**Reading text:**
(begin)

In recent years there has been increasing attention to the potentially disruptive influence of disinformation on elections. The most common forms of disinformation in elections include the dissemination of ‘fake news’ in order to discredit opponents or to influence the voting process, the falsification or manipulation of polling data, and the use of fake election monitoring and observation. This article presents an overview of the phenomenon of disinformation in elections in both democratic and undemocratic environments, and discusses measures to reduce its scope and negative impact.

The ability of disinformation to influence the outcome of elections has been widely discussed in the aftermath of the Brexit referendum and the U.S. presidential elections in 2016. Beyond these pivotal votes, there is a growing realization that disinformation has become a major feature of elections in many countries around the world. With regard to disinformation in elections instigated by foreign actors, Russia is widely seen as the main culprit.1 Increasingly, however, there is evidence that the authorities of other states also employ disinformation to manipulate electoral processes abroad.2 And while disinformation in elections is often associated with the phenomenon of ‘fake news’, other forms of disinformation including misleading polls and false claims by election monitors should also be regarded as important forms of disinformation in elections.

The growing impact of disinformation is among a range of reasons why democracies across the world are under pressure. It is now widely accepted that disinformation can have a significant impact on the outcome of an election. A group of researchers at the Berkman Klein Center at Harvard University have found, for instance, that coverage of the campaign for the 2016 U.S. presidential election on social media that was affected by disinformation largely followed Donald Trump’s agenda.3 Similarly, researchers in a study about the use of bots on twitter during the Brexit campaign conclude that public opinions about Brexit were likely to be manipulated by those bots.4 Disinformation moreover can help undermine general trust in political systems that have been stable and successful for a long time. Aside from its corrosive impact on democracies, disinformation can also buttress authoritarian rule. The purpose of disinformation in competitive elections is different than in uncompetitive elections. While in competitive elections disinformation is employed to help a certain party or candidate or to delegitimize the existing political order, the main purpose of disinformation in uncompetitive elections, by contrast, is to convey the impression that the political order is legitimate.

This article presents an overview of the phenomenon of disinformation in elections in both democratic and undemocratic environments and discusses measures to reduce its scope and negative impact. Disinformation is commonly understood as knowingly false information (other than misinformation, which refers to unwittingly false information).5 In the context of elections, disinformation is usually about the dissemination of knowingly false information with the goal to undermine political opponents, to manipulate the voting process, or change perceptions of the political circumstances in which the election takes place. Disinformation is just one of many possible strategies that are employed to manipulate elections. Those other strategies include the micro-targeting of voters with ads, the hacking of e-mail accounts in order to discredit opponents, cyberattacks against election infrastructure, and support for anti-systemic forces by foreign governments. These strategies may be as harmful as disinformation and they have equally been the subject of much recent scrutiny, but they are not discussed here.

(end)

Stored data
(begin)

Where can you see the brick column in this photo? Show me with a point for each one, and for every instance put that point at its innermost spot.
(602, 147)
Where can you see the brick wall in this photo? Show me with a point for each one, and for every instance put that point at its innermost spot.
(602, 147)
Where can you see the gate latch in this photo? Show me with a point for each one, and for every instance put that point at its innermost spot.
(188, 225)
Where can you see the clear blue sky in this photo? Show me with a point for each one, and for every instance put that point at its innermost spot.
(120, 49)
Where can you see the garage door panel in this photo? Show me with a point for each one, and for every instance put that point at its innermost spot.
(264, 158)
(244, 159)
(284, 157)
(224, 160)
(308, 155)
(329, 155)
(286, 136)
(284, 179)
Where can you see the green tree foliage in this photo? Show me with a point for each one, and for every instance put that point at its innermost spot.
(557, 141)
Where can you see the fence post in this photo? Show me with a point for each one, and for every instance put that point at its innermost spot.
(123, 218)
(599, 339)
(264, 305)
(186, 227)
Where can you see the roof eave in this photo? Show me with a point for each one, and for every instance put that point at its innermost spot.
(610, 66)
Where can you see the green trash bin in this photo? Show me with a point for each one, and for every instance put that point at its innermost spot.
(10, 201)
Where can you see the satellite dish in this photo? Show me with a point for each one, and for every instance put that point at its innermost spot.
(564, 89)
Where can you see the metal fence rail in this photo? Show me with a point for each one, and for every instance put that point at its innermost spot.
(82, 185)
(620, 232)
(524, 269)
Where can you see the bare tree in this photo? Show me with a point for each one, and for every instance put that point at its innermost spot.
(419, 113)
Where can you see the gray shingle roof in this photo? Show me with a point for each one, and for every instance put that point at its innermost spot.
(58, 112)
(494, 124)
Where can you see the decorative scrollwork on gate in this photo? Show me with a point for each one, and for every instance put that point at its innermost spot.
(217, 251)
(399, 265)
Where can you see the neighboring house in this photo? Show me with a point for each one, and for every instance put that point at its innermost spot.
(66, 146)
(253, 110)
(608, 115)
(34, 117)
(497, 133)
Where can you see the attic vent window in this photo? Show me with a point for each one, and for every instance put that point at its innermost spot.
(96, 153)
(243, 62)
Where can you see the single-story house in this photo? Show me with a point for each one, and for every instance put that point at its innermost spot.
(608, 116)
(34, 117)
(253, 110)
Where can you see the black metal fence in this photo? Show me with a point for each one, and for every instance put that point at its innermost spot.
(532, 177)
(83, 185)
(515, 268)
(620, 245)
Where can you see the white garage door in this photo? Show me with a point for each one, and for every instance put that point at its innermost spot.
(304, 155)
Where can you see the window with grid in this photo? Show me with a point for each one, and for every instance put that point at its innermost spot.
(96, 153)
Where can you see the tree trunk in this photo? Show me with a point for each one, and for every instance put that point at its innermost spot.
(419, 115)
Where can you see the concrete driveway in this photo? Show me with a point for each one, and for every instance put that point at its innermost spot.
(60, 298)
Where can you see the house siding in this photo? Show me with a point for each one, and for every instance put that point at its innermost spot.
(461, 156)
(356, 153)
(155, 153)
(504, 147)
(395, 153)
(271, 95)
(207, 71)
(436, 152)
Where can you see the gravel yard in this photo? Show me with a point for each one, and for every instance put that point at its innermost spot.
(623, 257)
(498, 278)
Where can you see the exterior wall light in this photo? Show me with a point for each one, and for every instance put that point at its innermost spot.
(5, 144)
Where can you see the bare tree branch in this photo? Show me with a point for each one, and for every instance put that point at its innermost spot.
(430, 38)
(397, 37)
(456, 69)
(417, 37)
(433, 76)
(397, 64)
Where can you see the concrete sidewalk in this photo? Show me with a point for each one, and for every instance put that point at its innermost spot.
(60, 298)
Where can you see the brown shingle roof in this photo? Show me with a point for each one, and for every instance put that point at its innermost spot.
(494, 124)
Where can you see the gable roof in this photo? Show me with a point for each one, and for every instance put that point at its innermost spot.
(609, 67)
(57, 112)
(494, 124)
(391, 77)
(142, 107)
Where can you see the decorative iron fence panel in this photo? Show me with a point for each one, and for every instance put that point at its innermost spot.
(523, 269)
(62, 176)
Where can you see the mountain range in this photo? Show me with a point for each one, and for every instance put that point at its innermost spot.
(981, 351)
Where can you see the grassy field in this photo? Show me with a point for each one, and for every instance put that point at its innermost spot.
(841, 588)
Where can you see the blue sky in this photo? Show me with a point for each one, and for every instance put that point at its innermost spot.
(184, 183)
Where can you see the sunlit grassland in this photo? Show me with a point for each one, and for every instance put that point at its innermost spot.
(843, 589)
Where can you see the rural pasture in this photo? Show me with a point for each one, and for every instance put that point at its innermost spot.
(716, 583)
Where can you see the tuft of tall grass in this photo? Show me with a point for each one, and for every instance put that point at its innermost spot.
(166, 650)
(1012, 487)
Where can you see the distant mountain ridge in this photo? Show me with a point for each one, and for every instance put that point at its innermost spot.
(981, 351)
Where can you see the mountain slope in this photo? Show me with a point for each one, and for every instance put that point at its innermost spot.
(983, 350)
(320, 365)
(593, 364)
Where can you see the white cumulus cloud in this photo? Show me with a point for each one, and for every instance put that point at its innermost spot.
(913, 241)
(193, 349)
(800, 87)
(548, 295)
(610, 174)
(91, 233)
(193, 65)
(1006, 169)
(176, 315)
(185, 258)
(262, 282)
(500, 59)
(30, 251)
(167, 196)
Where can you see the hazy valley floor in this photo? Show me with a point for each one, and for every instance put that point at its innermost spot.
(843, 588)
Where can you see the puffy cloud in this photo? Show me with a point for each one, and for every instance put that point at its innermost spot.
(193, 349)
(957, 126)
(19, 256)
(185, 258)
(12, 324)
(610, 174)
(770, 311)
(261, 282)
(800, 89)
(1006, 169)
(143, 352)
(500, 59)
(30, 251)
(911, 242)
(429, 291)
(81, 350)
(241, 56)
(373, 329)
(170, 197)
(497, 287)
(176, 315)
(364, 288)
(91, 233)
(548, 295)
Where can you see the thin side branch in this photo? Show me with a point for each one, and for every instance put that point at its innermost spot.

(end)
(begin)

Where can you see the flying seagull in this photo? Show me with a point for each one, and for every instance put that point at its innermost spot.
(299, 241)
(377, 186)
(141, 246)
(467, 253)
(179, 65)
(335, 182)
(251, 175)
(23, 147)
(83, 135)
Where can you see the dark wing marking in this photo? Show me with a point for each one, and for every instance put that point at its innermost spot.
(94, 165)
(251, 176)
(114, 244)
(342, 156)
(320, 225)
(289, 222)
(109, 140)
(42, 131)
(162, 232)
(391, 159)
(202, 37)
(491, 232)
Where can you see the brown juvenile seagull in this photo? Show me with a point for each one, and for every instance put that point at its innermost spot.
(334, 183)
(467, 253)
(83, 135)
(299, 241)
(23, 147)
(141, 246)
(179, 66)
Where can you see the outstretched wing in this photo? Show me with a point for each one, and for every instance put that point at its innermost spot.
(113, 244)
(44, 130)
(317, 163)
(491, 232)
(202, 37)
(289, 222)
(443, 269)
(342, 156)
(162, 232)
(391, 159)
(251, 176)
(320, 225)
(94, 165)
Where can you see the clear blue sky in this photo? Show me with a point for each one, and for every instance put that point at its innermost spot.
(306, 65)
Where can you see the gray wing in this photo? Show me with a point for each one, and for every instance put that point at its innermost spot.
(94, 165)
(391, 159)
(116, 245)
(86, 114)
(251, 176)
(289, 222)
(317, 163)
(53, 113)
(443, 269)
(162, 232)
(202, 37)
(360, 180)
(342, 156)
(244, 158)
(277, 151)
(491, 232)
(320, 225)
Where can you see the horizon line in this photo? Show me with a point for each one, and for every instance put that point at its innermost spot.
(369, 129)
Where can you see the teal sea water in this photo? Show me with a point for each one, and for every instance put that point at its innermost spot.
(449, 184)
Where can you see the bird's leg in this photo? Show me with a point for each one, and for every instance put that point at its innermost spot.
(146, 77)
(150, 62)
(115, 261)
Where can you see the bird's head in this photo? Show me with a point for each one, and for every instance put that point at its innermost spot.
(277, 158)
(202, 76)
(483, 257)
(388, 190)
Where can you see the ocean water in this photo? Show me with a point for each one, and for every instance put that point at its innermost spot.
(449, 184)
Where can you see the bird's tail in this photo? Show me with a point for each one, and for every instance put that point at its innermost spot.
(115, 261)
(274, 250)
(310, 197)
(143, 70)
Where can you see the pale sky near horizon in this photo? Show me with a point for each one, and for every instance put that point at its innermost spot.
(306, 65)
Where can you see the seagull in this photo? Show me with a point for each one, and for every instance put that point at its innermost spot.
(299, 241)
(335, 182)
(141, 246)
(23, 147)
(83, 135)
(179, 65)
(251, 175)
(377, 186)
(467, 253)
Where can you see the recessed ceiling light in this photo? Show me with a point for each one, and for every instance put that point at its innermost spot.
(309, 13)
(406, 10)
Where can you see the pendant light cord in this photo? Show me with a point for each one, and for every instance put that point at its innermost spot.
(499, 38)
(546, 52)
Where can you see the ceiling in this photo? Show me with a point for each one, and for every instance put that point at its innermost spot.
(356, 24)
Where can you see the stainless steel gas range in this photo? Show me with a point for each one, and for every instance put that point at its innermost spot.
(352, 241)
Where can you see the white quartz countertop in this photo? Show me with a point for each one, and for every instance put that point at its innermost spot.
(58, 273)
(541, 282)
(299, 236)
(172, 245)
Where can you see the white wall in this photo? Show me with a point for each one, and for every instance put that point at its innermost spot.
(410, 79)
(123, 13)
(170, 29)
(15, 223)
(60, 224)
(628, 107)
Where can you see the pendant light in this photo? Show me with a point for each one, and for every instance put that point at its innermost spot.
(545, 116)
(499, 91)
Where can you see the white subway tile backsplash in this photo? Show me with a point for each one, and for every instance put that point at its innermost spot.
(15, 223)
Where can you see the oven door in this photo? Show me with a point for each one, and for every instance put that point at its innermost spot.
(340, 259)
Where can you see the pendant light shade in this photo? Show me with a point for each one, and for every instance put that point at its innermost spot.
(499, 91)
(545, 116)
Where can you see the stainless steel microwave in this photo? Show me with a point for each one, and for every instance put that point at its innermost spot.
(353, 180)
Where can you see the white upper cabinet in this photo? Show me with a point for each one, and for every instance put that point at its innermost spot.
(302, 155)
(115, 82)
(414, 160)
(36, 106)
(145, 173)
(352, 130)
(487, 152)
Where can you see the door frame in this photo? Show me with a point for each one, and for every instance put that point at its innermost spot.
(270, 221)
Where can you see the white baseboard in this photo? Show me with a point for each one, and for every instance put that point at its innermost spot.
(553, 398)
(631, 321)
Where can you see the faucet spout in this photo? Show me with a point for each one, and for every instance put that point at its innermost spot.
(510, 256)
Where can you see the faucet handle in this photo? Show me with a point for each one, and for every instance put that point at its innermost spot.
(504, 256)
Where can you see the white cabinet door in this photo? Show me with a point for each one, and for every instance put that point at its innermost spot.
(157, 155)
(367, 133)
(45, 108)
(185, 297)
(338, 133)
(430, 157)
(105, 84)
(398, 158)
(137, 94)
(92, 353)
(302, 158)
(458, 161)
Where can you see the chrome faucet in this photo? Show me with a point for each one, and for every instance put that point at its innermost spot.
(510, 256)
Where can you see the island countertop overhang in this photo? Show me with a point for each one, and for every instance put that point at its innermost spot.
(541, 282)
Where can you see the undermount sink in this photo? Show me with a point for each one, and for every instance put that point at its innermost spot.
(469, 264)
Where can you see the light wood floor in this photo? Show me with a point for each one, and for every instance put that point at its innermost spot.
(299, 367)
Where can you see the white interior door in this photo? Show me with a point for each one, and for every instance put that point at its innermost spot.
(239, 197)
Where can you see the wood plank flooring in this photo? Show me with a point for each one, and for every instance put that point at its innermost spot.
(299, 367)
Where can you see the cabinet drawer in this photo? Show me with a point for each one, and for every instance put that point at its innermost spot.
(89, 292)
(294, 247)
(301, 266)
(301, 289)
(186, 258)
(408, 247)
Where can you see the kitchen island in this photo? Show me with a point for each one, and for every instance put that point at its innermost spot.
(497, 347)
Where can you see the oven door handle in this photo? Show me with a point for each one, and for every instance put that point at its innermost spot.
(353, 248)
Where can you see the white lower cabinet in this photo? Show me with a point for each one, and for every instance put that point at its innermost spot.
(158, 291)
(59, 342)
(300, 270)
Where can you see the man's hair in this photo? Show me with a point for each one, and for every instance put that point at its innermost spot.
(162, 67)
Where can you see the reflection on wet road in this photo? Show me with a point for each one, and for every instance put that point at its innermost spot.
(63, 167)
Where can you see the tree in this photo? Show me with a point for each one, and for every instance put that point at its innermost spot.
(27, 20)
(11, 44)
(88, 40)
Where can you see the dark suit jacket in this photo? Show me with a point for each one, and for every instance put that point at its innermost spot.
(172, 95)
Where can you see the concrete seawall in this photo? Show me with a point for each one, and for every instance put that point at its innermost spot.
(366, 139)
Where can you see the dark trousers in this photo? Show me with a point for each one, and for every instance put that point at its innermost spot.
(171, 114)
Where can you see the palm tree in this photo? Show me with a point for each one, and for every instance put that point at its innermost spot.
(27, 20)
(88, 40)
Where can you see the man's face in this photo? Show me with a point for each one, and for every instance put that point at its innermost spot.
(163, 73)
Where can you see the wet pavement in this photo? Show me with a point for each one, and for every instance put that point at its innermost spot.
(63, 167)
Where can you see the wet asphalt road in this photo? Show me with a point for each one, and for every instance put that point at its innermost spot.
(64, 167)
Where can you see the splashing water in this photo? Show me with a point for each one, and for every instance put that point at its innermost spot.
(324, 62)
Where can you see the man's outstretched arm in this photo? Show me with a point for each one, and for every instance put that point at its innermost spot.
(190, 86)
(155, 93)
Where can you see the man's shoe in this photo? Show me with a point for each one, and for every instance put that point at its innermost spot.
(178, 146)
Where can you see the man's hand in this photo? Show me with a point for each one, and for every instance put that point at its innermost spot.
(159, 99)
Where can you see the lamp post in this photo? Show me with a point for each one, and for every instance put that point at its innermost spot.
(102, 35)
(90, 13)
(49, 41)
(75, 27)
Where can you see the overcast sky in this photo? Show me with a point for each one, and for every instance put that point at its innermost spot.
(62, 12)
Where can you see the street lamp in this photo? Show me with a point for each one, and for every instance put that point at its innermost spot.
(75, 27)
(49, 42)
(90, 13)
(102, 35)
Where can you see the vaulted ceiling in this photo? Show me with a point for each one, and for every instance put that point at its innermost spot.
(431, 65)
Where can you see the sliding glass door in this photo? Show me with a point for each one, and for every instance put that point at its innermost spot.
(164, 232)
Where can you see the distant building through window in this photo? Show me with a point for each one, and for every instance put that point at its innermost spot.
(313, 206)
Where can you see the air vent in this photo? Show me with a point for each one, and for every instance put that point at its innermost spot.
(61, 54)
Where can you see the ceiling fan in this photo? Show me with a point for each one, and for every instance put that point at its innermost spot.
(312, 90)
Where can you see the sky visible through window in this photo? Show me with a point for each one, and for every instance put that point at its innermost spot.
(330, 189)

(end)
(begin)

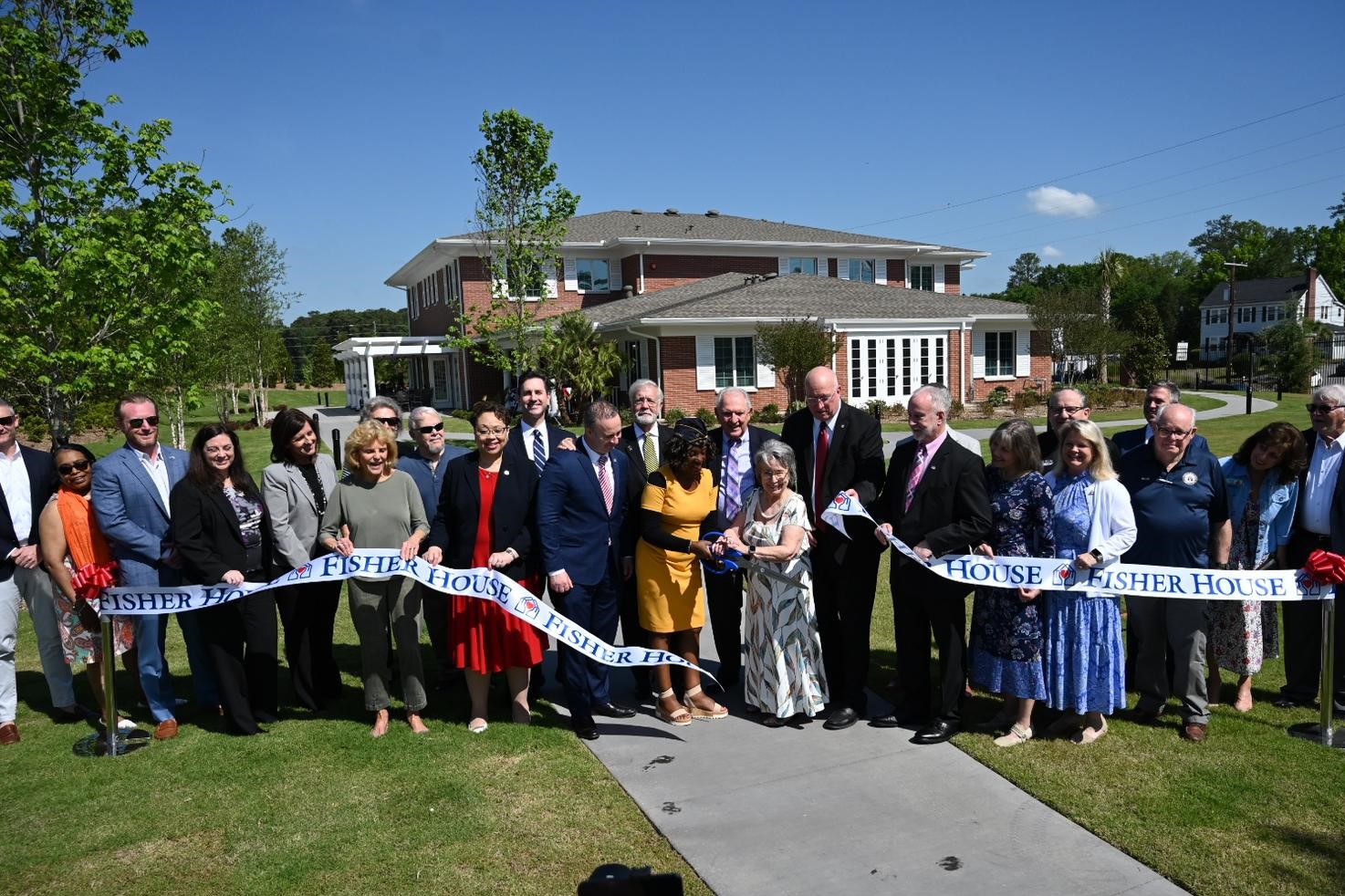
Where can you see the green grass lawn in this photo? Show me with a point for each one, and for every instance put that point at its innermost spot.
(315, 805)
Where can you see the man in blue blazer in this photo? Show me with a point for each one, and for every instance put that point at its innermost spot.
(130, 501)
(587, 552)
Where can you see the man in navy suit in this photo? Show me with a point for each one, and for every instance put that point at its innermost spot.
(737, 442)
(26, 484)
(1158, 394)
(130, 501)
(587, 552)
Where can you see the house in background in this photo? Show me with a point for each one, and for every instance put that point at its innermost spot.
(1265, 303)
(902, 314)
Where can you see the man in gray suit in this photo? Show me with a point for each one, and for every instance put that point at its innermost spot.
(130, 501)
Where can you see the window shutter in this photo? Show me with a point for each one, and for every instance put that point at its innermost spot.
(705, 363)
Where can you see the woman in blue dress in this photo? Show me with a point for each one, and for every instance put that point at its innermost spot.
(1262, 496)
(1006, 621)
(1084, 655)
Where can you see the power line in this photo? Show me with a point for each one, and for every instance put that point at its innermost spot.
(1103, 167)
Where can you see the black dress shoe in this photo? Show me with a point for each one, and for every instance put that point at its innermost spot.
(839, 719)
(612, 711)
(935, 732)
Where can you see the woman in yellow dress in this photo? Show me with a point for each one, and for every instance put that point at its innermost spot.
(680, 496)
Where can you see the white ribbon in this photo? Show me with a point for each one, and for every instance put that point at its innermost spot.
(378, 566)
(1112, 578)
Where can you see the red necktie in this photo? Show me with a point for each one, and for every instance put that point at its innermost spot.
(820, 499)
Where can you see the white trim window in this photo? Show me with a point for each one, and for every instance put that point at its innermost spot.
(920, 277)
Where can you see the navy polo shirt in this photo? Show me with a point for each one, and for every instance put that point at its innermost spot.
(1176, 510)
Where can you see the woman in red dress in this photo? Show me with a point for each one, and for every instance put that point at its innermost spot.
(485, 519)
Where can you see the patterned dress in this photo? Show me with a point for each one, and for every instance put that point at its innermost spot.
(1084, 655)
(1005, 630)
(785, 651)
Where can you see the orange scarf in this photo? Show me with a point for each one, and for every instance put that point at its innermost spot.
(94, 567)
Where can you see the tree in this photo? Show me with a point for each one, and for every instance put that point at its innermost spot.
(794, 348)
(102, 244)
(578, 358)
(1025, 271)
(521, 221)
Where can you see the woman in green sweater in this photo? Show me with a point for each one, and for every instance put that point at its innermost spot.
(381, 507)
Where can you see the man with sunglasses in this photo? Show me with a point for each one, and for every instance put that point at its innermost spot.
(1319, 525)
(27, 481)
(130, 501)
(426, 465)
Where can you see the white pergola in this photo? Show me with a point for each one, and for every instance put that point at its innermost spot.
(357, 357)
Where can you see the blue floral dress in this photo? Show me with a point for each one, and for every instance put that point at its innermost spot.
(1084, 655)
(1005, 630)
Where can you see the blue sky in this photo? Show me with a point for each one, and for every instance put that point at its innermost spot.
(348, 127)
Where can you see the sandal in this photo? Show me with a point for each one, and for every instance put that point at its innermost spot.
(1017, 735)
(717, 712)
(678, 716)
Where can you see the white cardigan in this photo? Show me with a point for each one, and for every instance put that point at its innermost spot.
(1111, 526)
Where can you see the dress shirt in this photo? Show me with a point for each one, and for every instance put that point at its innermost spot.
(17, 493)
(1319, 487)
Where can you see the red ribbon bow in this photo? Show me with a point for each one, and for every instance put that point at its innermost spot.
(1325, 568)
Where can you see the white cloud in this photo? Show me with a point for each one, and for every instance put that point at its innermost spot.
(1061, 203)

(end)

**Tasks to carry out:**
A - Rewrite the passage of the text on disinformation in elections starting at "The ability of" and ending at "disinformation in elections.", putting "propaganda" wherever "disinformation" appears.
B - Print the lines of the records starting at the line that contains "Where can you see the decorative iron" and ending at the line that contains "(1012, 487)", both included, exactly as they stand.

**Outputs by task:**
A -
The ability of propaganda to influence the outcome of elections has been widely discussed in the aftermath of the Brexit referendum and the U.S. presidential elections in 2016. Beyond these pivotal votes, there is a growing realization that propaganda has become a major feature of elections in many countries around the world. With regard to propaganda in elections instigated by foreign actors, Russia is widely seen as the main culprit.1 Increasingly, however, there is evidence that the authorities of other states also employ propaganda to manipulate electoral processes abroad.2 And while propaganda in elections is often associated with the phenomenon of ‘fake news’, other forms of propaganda including misleading polls and false claims by election monitors should also be regarded as important forms of propaganda in elections.

B -
Where can you see the decorative iron fence panel in this photo? Show me with a point for each one, and for every instance put that point at its innermost spot.
(523, 269)
(62, 176)
Where can you see the mountain range in this photo? Show me with a point for each one, and for every instance put that point at its innermost spot.
(981, 351)
Where can you see the grassy field in this photo? Show me with a point for each one, and for every instance put that point at its innermost spot.
(841, 588)
Where can you see the blue sky in this photo? Show me with a point for each one, and for every instance put that point at its innermost spot.
(184, 183)
Where can you see the sunlit grassland in this photo? Show me with a point for each one, and for every instance put that point at its innermost spot.
(843, 589)
Where can you see the rural pasture in this photo? Show me with a point for each one, and for every instance put that point at its innermost spot.
(716, 583)
Where can you see the tuft of tall grass in this photo? Show me with a point for each one, and for every instance put that point at its innermost spot.
(166, 650)
(1012, 487)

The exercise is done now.